▶ [Problem requirements] Can you update the data below so that each "alloy" becomes "chrome", with everything else unchanged and the pictures left out?

▶ [The records]
* START *

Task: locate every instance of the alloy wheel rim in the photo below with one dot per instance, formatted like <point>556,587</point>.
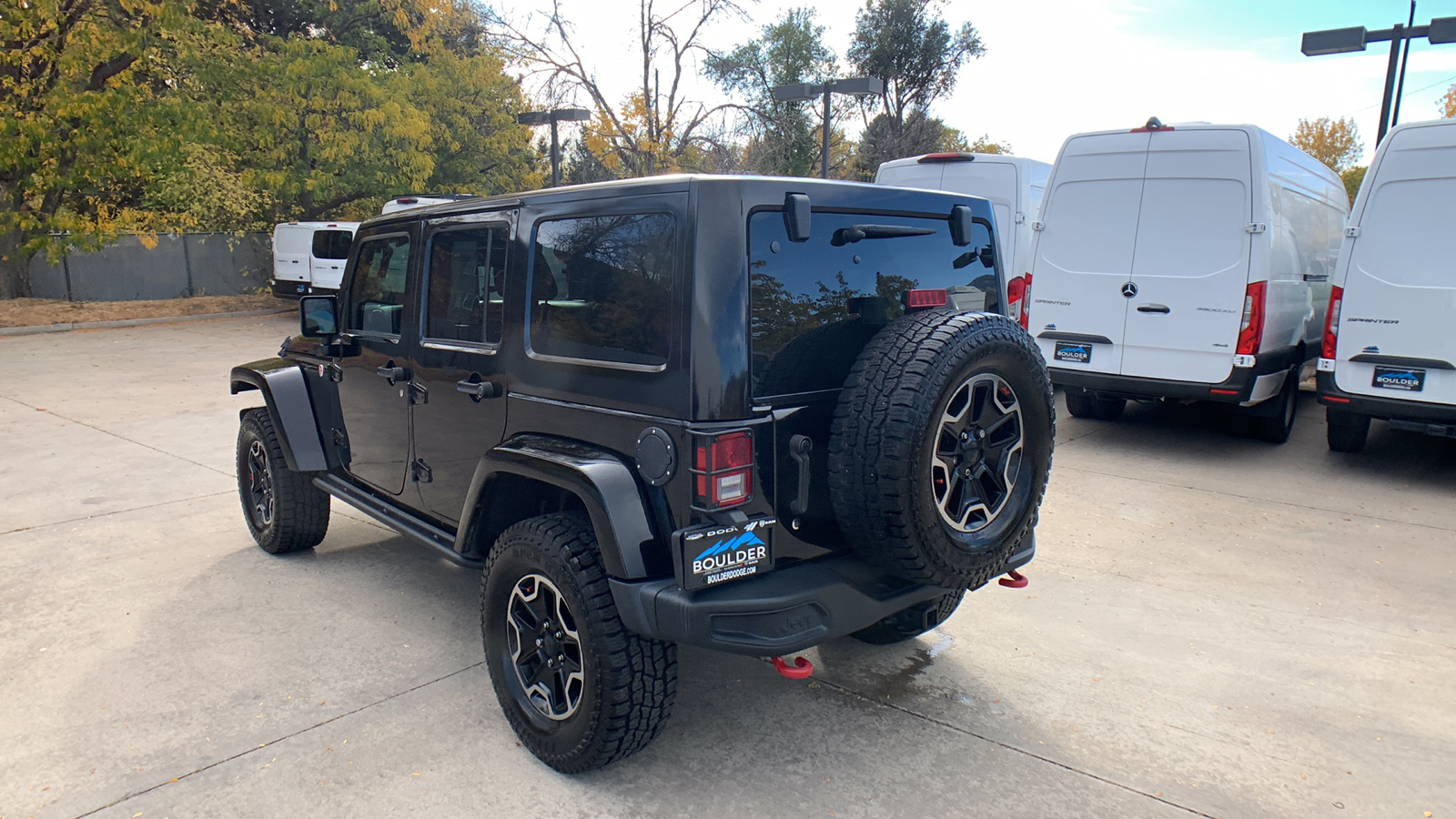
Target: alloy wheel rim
<point>976,452</point>
<point>259,486</point>
<point>545,647</point>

* END *

▶ [Exercise output]
Task: locate every instance of the chrome wheel rim in the photo below with one dot per instance, formatted like <point>556,587</point>.
Target: chrome wheel rim
<point>976,452</point>
<point>259,486</point>
<point>545,647</point>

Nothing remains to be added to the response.